Recast all lines of the items below as one numbered list and omit any blank lines. Leave the pictures out of your answer.

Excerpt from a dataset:

"""

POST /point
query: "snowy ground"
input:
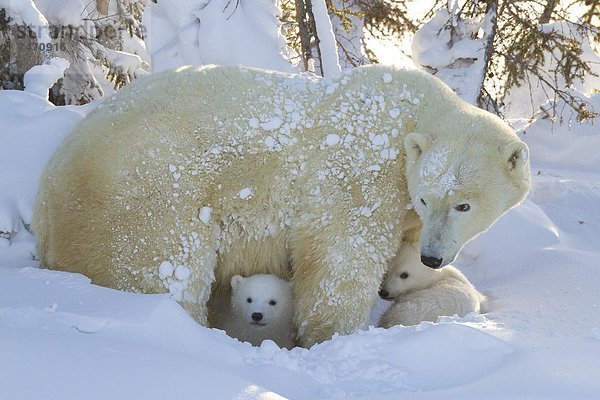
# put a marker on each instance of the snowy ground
(63, 338)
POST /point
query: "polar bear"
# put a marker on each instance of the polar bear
(424, 294)
(260, 307)
(222, 171)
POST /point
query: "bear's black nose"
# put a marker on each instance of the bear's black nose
(256, 317)
(431, 262)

"""

RIGHT ANSWER >>
1. POST /point
2. query: "snowy ground"
3. input:
4. # put a marker on each instance of the snowy ground
5. (63, 338)
6. POST /point
7. query: "polar bear"
8. # put a marker on each instance of the polar bear
9. (424, 294)
10. (260, 307)
11. (222, 171)
12. POST /point
13. query: "bear's black nose"
14. # put a marker on each instance of the bear's black nose
15. (256, 317)
16. (431, 262)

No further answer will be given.